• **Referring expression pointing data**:
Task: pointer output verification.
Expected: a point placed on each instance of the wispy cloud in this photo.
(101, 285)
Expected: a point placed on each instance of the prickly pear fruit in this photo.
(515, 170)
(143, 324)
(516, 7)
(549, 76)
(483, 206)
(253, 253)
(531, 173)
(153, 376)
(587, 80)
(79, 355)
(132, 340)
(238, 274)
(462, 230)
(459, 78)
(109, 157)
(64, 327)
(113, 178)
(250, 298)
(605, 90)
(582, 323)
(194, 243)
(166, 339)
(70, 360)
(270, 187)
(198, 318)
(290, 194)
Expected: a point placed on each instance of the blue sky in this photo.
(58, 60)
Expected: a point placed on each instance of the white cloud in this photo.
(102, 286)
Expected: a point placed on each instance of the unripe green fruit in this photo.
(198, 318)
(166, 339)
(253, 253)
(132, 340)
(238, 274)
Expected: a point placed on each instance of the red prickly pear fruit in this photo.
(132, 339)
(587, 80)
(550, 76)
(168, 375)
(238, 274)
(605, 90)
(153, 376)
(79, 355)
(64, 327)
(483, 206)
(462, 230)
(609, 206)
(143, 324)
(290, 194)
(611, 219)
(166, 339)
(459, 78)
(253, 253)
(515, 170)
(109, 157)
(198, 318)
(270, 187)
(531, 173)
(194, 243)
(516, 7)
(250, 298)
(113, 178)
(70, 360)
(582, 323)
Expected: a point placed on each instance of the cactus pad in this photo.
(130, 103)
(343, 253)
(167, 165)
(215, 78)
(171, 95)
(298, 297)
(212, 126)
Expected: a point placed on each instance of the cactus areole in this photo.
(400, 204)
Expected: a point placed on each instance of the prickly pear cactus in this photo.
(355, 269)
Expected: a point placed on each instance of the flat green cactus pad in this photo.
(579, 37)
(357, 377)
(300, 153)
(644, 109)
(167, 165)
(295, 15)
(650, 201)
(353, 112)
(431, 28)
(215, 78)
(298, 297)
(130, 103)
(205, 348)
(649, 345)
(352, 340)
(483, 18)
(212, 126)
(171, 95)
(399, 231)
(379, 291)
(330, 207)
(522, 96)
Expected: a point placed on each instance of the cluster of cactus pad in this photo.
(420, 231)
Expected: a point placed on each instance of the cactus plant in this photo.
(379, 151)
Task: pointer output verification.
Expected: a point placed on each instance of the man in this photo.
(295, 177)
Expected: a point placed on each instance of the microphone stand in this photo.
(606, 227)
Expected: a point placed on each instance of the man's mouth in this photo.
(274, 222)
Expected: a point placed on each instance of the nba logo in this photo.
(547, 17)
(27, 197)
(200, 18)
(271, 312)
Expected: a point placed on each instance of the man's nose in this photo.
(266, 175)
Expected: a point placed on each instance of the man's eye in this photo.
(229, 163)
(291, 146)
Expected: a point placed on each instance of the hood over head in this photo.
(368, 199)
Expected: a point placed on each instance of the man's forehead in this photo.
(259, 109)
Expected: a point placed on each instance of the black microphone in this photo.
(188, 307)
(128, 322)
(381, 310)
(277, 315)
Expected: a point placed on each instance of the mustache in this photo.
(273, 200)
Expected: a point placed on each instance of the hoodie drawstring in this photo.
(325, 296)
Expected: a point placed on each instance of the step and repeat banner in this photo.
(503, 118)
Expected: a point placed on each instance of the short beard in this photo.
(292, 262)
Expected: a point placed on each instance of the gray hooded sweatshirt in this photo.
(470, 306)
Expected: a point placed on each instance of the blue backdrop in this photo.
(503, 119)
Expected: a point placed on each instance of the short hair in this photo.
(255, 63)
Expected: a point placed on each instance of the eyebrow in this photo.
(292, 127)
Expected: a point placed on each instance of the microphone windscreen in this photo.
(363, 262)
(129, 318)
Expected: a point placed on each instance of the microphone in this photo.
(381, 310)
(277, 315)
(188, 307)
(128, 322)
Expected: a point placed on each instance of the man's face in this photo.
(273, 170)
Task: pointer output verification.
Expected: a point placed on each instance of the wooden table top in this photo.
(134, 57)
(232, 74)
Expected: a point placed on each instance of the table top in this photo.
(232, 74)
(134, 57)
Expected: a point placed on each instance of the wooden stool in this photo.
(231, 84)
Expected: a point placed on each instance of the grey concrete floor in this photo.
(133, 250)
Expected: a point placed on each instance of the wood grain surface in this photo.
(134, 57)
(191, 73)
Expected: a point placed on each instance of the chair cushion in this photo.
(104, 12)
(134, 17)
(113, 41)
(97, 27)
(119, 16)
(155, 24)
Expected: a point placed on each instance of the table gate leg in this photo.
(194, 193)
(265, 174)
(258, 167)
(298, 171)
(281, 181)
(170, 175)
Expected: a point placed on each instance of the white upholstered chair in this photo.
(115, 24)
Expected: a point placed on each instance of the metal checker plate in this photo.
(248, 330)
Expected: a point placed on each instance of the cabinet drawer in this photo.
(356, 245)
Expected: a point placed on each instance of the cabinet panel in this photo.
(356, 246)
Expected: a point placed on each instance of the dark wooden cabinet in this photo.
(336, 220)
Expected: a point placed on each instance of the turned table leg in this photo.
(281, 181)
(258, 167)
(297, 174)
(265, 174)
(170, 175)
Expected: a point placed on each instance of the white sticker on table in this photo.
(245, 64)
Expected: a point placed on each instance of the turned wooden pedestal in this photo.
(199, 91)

• **YOUR TASK**:
Could you restate the records above word for word?

• **RESULT FOR THIS TASK**:
Task: pointer output verification.
Expected: a point placed on each instance of the wispy cloud in this photo.
(101, 285)
Expected: a point placed on each instance of the prickly pear fruit in this photo.
(515, 170)
(143, 324)
(516, 7)
(549, 76)
(483, 206)
(253, 253)
(531, 173)
(153, 376)
(587, 80)
(79, 355)
(132, 340)
(238, 274)
(462, 230)
(459, 78)
(109, 157)
(64, 327)
(113, 178)
(250, 298)
(605, 90)
(582, 323)
(194, 243)
(166, 339)
(70, 360)
(270, 187)
(198, 318)
(290, 194)
Expected: a point placed on each instance of the blue sky in this photo.
(58, 60)
Expected: a point placed on each instance of the white cloud in this photo.
(102, 286)
Expected: a point placed on each instance of the unripe green fruit in this photo.
(198, 318)
(166, 339)
(253, 253)
(132, 340)
(238, 274)
Expected: a point placed on each instance of the red prickly pear fruit in this photo.
(132, 339)
(587, 80)
(550, 76)
(168, 375)
(238, 274)
(605, 90)
(153, 376)
(79, 355)
(64, 327)
(483, 206)
(462, 230)
(609, 206)
(143, 324)
(290, 194)
(611, 219)
(166, 339)
(459, 78)
(253, 253)
(515, 170)
(109, 157)
(198, 318)
(270, 187)
(531, 173)
(194, 243)
(516, 7)
(250, 298)
(113, 178)
(70, 360)
(582, 323)
Expected: a point placed on each instance of the cactus pad in this photo.
(130, 103)
(343, 253)
(167, 165)
(215, 78)
(171, 95)
(298, 297)
(212, 126)
Expected: a point placed on each instance of the cactus areole in this photo.
(400, 204)
Expected: a point placed on each instance of the prickly pear cactus in this photo.
(355, 269)
Expected: a point placed on each instance of the flat green cactus pad in this photo.
(579, 37)
(357, 377)
(300, 153)
(644, 109)
(167, 165)
(295, 15)
(650, 201)
(353, 112)
(431, 28)
(215, 78)
(298, 297)
(130, 103)
(205, 348)
(649, 345)
(352, 340)
(483, 18)
(212, 126)
(171, 95)
(399, 231)
(379, 291)
(330, 207)
(522, 96)
Expected: a point placed on each instance of the cluster of cactus pad in this photo.
(420, 231)
Expected: a point placed on each instance of the cactus plant in this photo.
(379, 151)
Task: pointer output verification.
Expected: a point placed on each instance of the man in this photo.
(295, 177)
Expected: a point placed on each instance of the microphone stand in this photo.
(606, 227)
Expected: a point placed on each instance of the man's mouth in this photo.
(274, 222)
Expected: a point placed on each instance of the nba logo in this photo.
(547, 17)
(27, 197)
(200, 18)
(271, 312)
Expected: a point placed on each instance of the man's nose in this photo.
(266, 175)
Expected: a point placed on each instance of the man's eye in this photo.
(229, 163)
(291, 146)
Expected: a point placed on each instance of the hood over head in this photo.
(368, 199)
Expected: a point placed on each instance of the man's forehead in this photo.
(259, 109)
Expected: a point placed on each instance of the black microphone in this photo.
(188, 307)
(128, 322)
(381, 310)
(277, 315)
Expected: a point placed on each instance of the mustache in this photo.
(273, 200)
Expected: a point placed on each instance of the hoodie drawstring in this photo.
(325, 296)
Expected: a point placed on each instance of the step and repeat banner in this photo.
(503, 118)
Expected: a point placed on each instance of the short beard in this photo.
(292, 262)
Expected: a point placed on each instance of the gray hooded sweatshirt in this photo.
(470, 306)
Expected: a point placed on each instance of the blue backdrop in this photo.
(503, 119)
Expected: a point placed on each instance of the short hair in this photo.
(255, 63)
Expected: a point placed on each instance of the eyebrow in this photo.
(292, 127)
Expected: a point placed on each instance of the microphone windscreen in this photo.
(363, 262)
(129, 318)
Expected: a point placed on each instance of the microphone in this photo.
(381, 310)
(277, 315)
(188, 307)
(128, 322)
Expected: a point placed on each instance of the man's face in this photo.
(273, 170)
Task: pointer output verification.
Expected: a point placed on each instance of the wooden table top in this photo.
(134, 57)
(232, 74)
Expected: a point placed on each instance of the table top in this photo.
(232, 74)
(134, 57)
Expected: a point placed on each instance of the wooden stool in this photo.
(231, 84)
Expected: a point placed on each instance of the grey concrete floor in this photo.
(133, 250)
Expected: a point placed on each instance of the wood grain surface in this photo.
(134, 57)
(191, 73)
Expected: a point placed on each instance of the chair cushion in this photo.
(104, 12)
(134, 17)
(113, 41)
(97, 27)
(119, 16)
(155, 24)
Expected: a point placed on each instance of the table gate leg in this photo.
(194, 193)
(265, 174)
(258, 167)
(298, 171)
(281, 181)
(170, 175)
Expected: a point placed on each instance of the white upholstered chair in this photo.
(115, 24)
Expected: a point placed on each instance of the metal checker plate in this photo.
(248, 330)
Expected: a point placed on each instance of the cabinet drawer in this photo.
(356, 245)
Expected: a point placed on each instance of the cabinet panel in this photo.
(356, 246)
Expected: a point placed on each instance of the dark wooden cabinet in this photo.
(336, 220)
Expected: a point placed on each instance of the turned table leg in this photo.
(281, 181)
(258, 167)
(297, 174)
(265, 174)
(170, 175)
Expected: a point placed on each instance of the white sticker on table in this photo.
(245, 64)
Expected: a point placed on each instance of the turned wooden pedestal in this photo.
(199, 91)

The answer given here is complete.